Text excerpt START

Showing posts with label tweety and sylvester. Show all posts
Showing posts with label tweety and sylvester. Show all posts

Wednesday, November 30, 2016

Tweety Bird Trump



I Tawt I Taw a Media Puddy Cat... I Did, I Did!

The top-trending story of the last 24-hour news cycle has been Donald Trump's outrageously silly Tweet about flag-burning. Forget the water protectors of North Dakota waging the most important civil rights battle of this century. Forget the raging deadly wildfire in Tennessee, caused at least in part by man-made climate change. Forget even perhaps the scariest presidential cabinet of sadistic plutocrats in American history.

Forget everything you've heard about the mass media's group resolution to finally hold the president-elect's feet to the fire, in the wake of their gifting his successful campaign with an estimated $5 billion worth of free advertising. Forget the lessons-learned chagrin that the more prominent media stars expressed only last week, after an elite group of them agreed to an off-the-record meeting in Trump Tower. Their desired access to power predictably turned into yet another classic Trump ambush.

Text excerpt END

Written task: Reproduce the blog post about Trump's flag-burning tweet from "Tweety Bird Trump" to "in American history.". The data that comes next has no connection to the blog post.

Information given START

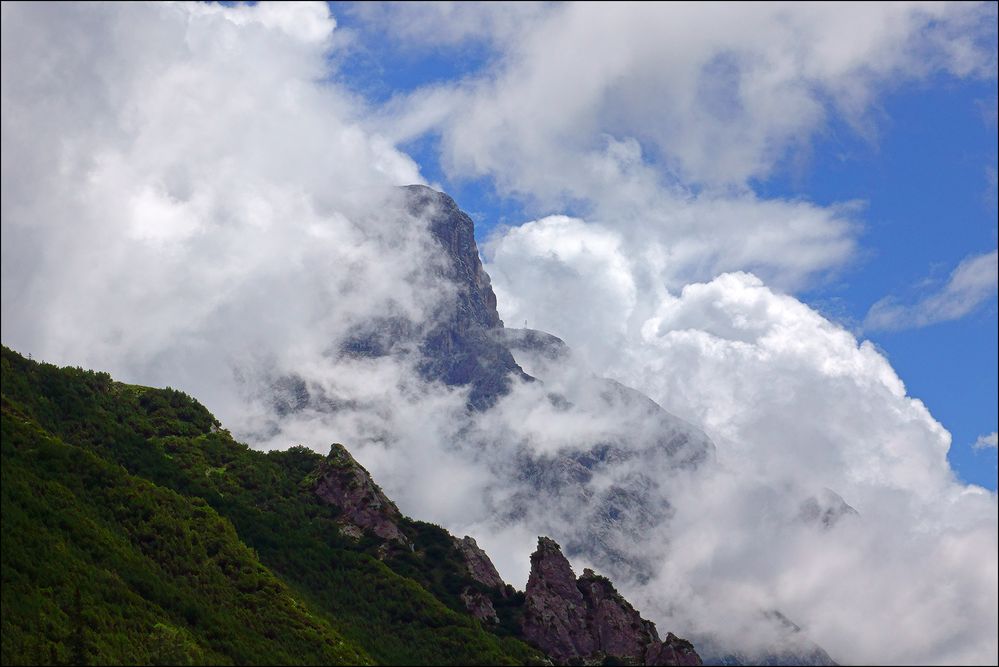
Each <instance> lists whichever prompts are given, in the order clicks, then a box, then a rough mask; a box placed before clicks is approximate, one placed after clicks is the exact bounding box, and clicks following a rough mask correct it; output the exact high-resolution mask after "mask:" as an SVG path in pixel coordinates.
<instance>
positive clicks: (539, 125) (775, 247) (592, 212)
mask: <svg viewBox="0 0 999 667" xmlns="http://www.w3.org/2000/svg"><path fill="white" fill-rule="evenodd" d="M412 11H416V10H412ZM444 11H445V10H444V9H440V8H436V9H433V8H424V9H421V10H420V11H418V12H417V13H418V14H421V15H426V14H434V15H436V14H440V13H442V12H444ZM409 12H410V10H408V9H407V10H406V11H405V12H403V13H402V16H403V17H404V18H408V17H409ZM389 13H390V14H391V12H389ZM994 13H995V7H994V6H992V5H986V4H936V5H932V4H918V3H916V4H906V3H891V4H874V3H867V4H863V5H853V6H851V7H849V8H846V9H844V8H841V7H833V6H831V5H830V6H823V5H796V6H787V5H780V4H774V5H740V4H738V3H733V4H726V5H717V6H711V5H696V4H695V5H690V4H656V3H645V4H636V5H632V6H629V7H628V9H627V11H621V10H616V11H608V9H607V8H606V7H605V6H603V5H600V4H599V3H567V4H565V5H559V6H555V7H546V8H544V11H541V10H539V13H538V15H537V16H536V17H535V18H534V20H532V21H524V22H522V23H521V24H520V25H519V30H518V31H515V32H513V33H509V32H503V33H502V34H503V35H504V38H503V39H502V40H493V44H494V45H495V50H496V52H497V53H496V56H495V58H494V59H493V61H491V66H490V67H489V68H488V69H487V70H485V71H484V72H482V73H480V74H479V75H478V76H469V77H468V78H466V79H464V80H462V81H460V82H457V83H455V82H448V83H442V84H436V85H432V86H427V87H424V88H421V89H418V90H416V91H415V92H412V93H409V94H406V95H403V96H400V97H398V98H397V99H396V100H394V101H393V102H392V103H390V104H389V105H387V107H386V108H385V109H384V110H383V112H382V113H383V116H384V117H383V122H382V123H381V124H380V125H379V127H382V128H384V131H385V132H386V133H387V134H388V135H389V136H392V137H393V138H396V139H399V140H404V139H410V138H413V137H418V136H421V135H423V134H425V133H428V132H433V133H437V134H439V136H440V150H441V162H442V165H443V167H444V168H445V170H446V172H447V173H448V174H449V175H450V177H451V178H453V179H455V180H461V179H466V178H470V177H475V176H485V177H488V178H490V179H491V180H492V182H493V183H494V184H495V185H496V186H497V188H498V189H499V190H500V191H501V192H503V193H507V194H511V195H514V196H519V197H521V198H522V199H523V200H525V201H526V202H528V203H529V204H530V205H532V206H533V207H534V208H535V209H536V210H537V212H538V213H539V214H546V213H559V212H562V211H563V210H564V209H565V207H567V206H571V207H572V210H574V211H576V212H577V213H581V214H583V216H584V217H585V218H586V219H587V220H588V221H590V222H599V223H601V224H604V225H607V226H610V227H612V228H614V229H616V230H617V231H620V232H622V233H630V234H631V235H632V236H635V237H637V238H635V239H634V240H633V241H634V243H635V244H636V246H638V247H643V248H644V247H648V246H652V247H653V248H655V251H656V252H658V253H659V254H661V255H663V256H664V257H667V258H668V259H669V260H670V261H669V262H668V267H669V273H670V275H669V277H670V278H672V279H673V281H674V282H673V283H671V286H673V287H677V288H679V287H682V285H683V284H684V283H686V282H693V281H703V280H710V279H711V278H713V277H714V276H715V275H717V274H718V273H720V272H724V271H739V270H744V271H752V272H753V273H755V274H756V275H758V276H760V277H761V278H763V279H764V281H765V282H766V283H767V284H771V285H774V286H777V287H779V288H781V289H798V288H800V287H802V286H803V285H805V284H807V283H809V282H810V281H814V280H817V279H821V277H822V276H824V275H827V274H828V272H829V271H830V270H835V269H837V268H840V267H843V266H844V265H846V264H847V263H848V262H849V261H850V260H851V259H852V258H853V257H854V250H855V247H856V238H857V236H858V234H859V232H860V231H861V229H862V225H860V224H859V218H858V213H859V212H860V211H861V208H860V205H859V204H858V203H857V202H842V203H840V204H838V205H834V206H826V207H823V206H816V205H814V204H810V203H808V202H806V201H799V200H780V199H769V200H764V199H761V198H759V197H757V196H755V195H754V194H753V192H752V188H753V183H754V182H756V181H758V180H761V179H765V178H766V177H767V176H768V175H770V174H772V173H774V171H775V170H779V169H781V168H782V167H786V166H787V165H788V164H799V165H801V164H805V163H806V162H807V159H808V152H809V150H810V146H811V142H812V139H813V137H815V136H816V135H817V134H820V133H821V132H823V131H824V129H825V128H826V127H827V126H828V124H829V122H830V121H831V120H832V119H834V118H836V119H838V120H841V121H844V122H846V123H847V124H849V125H850V126H852V127H853V128H855V130H856V131H857V132H858V133H860V134H861V135H863V136H865V137H868V138H870V139H872V140H873V139H874V138H875V137H876V135H877V125H876V123H875V122H874V115H875V114H872V109H876V105H877V102H878V100H879V96H880V95H882V94H883V93H884V92H885V91H886V90H889V89H891V88H892V87H893V86H897V85H900V84H901V83H902V82H905V81H912V80H920V79H922V78H924V77H928V76H930V75H933V74H937V73H941V72H945V73H947V74H949V75H951V76H973V77H974V76H984V77H990V76H994V75H995V68H996V66H995V58H996V55H995V49H994V46H993V44H994V41H995V29H994V24H995V20H994ZM479 18H480V21H481V23H478V24H477V25H480V26H481V25H492V22H491V21H484V19H483V17H481V16H480V17H479ZM421 23H423V22H422V21H416V24H421ZM459 24H461V25H463V24H464V22H463V21H462V22H459ZM382 25H385V26H386V27H387V28H388V29H390V30H391V29H393V26H395V27H396V28H395V29H397V30H399V31H401V32H400V34H406V35H409V39H410V41H412V40H413V39H414V37H413V35H412V33H409V32H406V31H405V29H404V28H403V27H402V26H404V25H406V22H405V21H403V20H401V19H399V17H397V18H396V19H394V20H393V19H386V20H385V21H384V23H383V24H382ZM496 30H497V31H499V30H501V28H499V27H497V28H496ZM445 31H446V29H445ZM463 34H465V33H463ZM426 43H427V44H428V45H429V48H440V47H441V41H440V40H437V39H431V37H430V35H428V36H427V42H426Z"/></svg>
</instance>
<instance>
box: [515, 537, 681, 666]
mask: <svg viewBox="0 0 999 667" xmlns="http://www.w3.org/2000/svg"><path fill="white" fill-rule="evenodd" d="M523 633H524V638H525V639H527V640H528V641H530V642H532V643H533V644H535V645H536V646H538V647H539V648H540V649H541V650H543V651H544V652H545V653H547V654H548V655H549V656H551V658H552V659H554V660H556V661H557V662H559V663H561V664H568V663H570V662H577V661H582V662H584V663H593V662H598V661H602V660H605V659H607V658H610V657H613V658H615V659H618V660H621V661H624V662H626V663H627V664H635V665H700V664H701V660H700V658H699V657H698V655H697V653H696V652H695V651H694V648H693V646H691V645H690V643H689V642H686V641H684V640H682V639H679V638H678V637H676V636H675V635H673V634H672V633H670V634H668V635H667V637H666V641H665V642H663V641H660V639H659V634H658V632H656V626H655V624H654V623H652V622H651V621H647V620H645V619H643V618H642V617H641V615H640V614H639V613H638V612H637V611H636V610H635V608H634V607H632V606H631V604H629V603H628V601H627V600H625V599H624V598H623V597H621V595H620V594H619V593H618V592H617V590H616V589H615V588H614V585H613V584H612V583H611V582H610V581H609V580H608V579H607V578H605V577H601V576H599V575H597V574H596V573H594V572H593V571H592V570H584V571H583V576H581V577H579V578H578V579H577V578H576V576H575V574H574V573H573V571H572V567H571V566H570V565H569V561H568V560H566V558H565V556H564V555H562V549H561V548H560V547H559V545H558V544H557V543H556V542H555V541H554V540H551V539H549V538H547V537H540V538H538V548H537V550H536V551H535V552H534V554H532V555H531V576H530V578H529V579H528V581H527V591H526V599H525V602H524V620H523Z"/></svg>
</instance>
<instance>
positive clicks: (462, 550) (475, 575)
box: [453, 535, 506, 594]
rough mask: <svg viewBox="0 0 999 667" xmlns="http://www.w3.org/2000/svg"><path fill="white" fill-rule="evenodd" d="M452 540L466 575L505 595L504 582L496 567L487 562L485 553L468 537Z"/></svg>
mask: <svg viewBox="0 0 999 667" xmlns="http://www.w3.org/2000/svg"><path fill="white" fill-rule="evenodd" d="M453 539H454V546H455V547H456V548H457V549H458V552H459V553H461V556H462V558H464V559H465V567H467V568H468V575H469V576H470V577H472V579H474V580H475V581H477V582H479V583H480V584H482V585H483V586H486V587H487V588H496V589H499V590H500V591H502V592H503V593H504V594H505V593H506V582H504V581H503V578H502V577H501V576H499V572H497V571H496V566H494V565H493V562H492V561H491V560H489V556H488V555H487V554H486V552H485V551H483V550H482V549H480V548H479V545H478V544H476V543H475V540H474V539H473V538H471V537H469V536H468V535H466V536H465V537H463V538H462V539H460V540H459V539H458V538H457V537H455V538H453Z"/></svg>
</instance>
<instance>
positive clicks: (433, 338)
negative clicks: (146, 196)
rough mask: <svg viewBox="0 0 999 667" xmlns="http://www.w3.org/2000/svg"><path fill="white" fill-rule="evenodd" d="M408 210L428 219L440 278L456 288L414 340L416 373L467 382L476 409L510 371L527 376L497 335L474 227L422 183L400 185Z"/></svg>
mask: <svg viewBox="0 0 999 667" xmlns="http://www.w3.org/2000/svg"><path fill="white" fill-rule="evenodd" d="M404 190H405V191H406V196H407V206H408V209H409V212H410V213H411V214H413V215H415V216H418V217H421V218H423V219H425V220H427V221H428V223H429V229H430V233H431V235H432V236H433V237H434V239H436V240H437V242H438V243H440V245H441V247H442V249H443V251H444V253H445V255H446V258H447V261H446V262H445V269H444V271H443V275H442V277H443V278H445V279H447V280H449V281H451V283H452V284H453V285H454V286H455V287H456V288H457V293H456V295H455V299H454V302H453V303H451V304H448V306H447V307H446V308H445V309H444V310H442V311H441V312H440V313H438V315H437V317H436V322H435V323H434V324H433V326H431V328H430V329H429V330H428V331H427V332H426V333H425V334H424V336H423V339H422V342H421V344H420V352H421V353H422V354H423V360H422V362H421V364H420V367H419V370H420V373H421V374H422V375H423V376H424V377H425V378H426V379H429V380H440V381H442V382H444V383H445V384H447V385H451V386H455V385H461V386H469V387H470V390H471V391H470V394H469V398H468V402H469V406H470V407H472V408H473V409H476V410H482V409H485V408H488V407H490V406H492V405H493V404H495V402H496V400H497V399H498V398H499V397H500V396H502V395H504V394H505V393H507V391H508V390H509V387H510V382H511V375H512V376H514V377H520V378H523V379H528V377H529V376H527V374H525V373H524V372H523V370H521V368H520V366H518V365H517V362H516V361H514V359H513V355H512V354H510V351H509V350H508V349H507V348H506V346H504V345H503V344H502V342H501V341H499V340H497V337H496V335H495V334H494V332H495V331H497V330H500V329H502V327H503V321H502V320H500V317H499V313H498V312H497V310H496V294H495V293H494V292H493V288H492V285H491V283H490V281H489V275H488V274H487V273H486V272H485V270H484V269H483V268H482V261H481V260H480V259H479V250H478V247H477V246H476V245H475V228H474V224H473V223H472V219H471V218H469V217H468V216H467V215H466V214H465V213H464V212H462V211H461V209H459V208H458V205H457V204H455V203H454V200H453V199H451V198H450V197H449V196H447V195H446V194H444V193H441V192H437V191H435V190H432V189H430V188H428V187H425V186H422V185H410V186H406V187H405V188H404Z"/></svg>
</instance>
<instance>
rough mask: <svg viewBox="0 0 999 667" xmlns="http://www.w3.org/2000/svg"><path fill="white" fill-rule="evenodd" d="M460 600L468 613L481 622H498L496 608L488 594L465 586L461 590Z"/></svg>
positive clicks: (498, 617)
mask: <svg viewBox="0 0 999 667" xmlns="http://www.w3.org/2000/svg"><path fill="white" fill-rule="evenodd" d="M461 601H462V603H463V604H464V605H465V609H467V610H468V613H469V614H471V615H472V616H474V617H475V618H477V619H479V620H480V621H482V622H483V623H499V616H497V615H496V608H495V607H493V602H492V600H490V599H489V596H488V595H486V594H484V593H480V592H479V591H473V590H472V589H470V588H466V589H465V590H463V591H462V592H461Z"/></svg>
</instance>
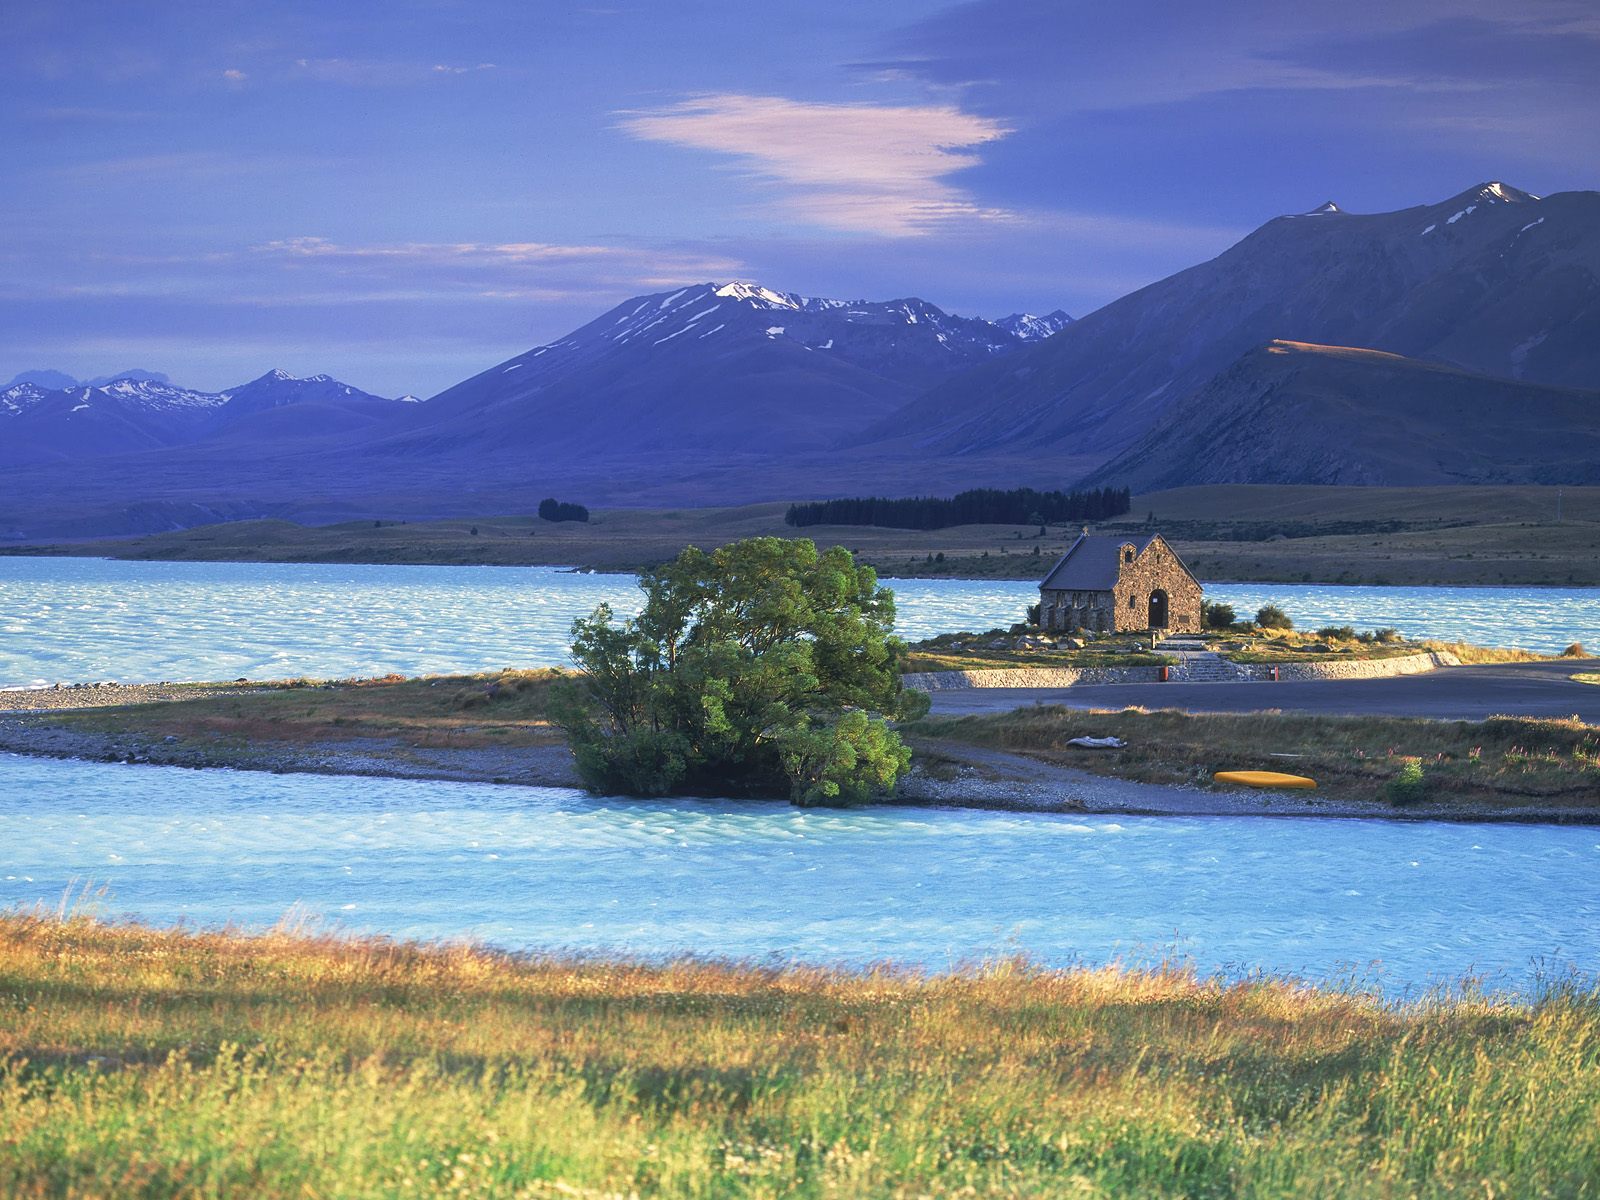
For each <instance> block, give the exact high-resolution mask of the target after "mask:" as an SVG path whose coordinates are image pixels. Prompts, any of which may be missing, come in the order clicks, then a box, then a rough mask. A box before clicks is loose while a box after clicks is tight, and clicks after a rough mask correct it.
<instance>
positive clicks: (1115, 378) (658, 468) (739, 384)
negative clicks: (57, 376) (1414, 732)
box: [0, 182, 1600, 536]
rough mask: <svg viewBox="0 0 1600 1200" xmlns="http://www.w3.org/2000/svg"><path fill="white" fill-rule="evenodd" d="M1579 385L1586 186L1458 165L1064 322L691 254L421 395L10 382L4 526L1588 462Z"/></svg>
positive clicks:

Information given END

Solution for this task:
Tweety Bird Trump



I Tawt I Taw a Media Puddy Cat... I Did, I Did!

The top-trending story of the last 24-hour news cycle has been Donald Trump's outrageously silly Tweet about flag-burning. Forget the water protectors of North Dakota waging the most important civil rights battle of this century. Forget the raging deadly wildfire in Tennessee, caused at least in part by man-made climate change. Forget even perhaps the scariest presidential cabinet of sadistic plutocrats in American history.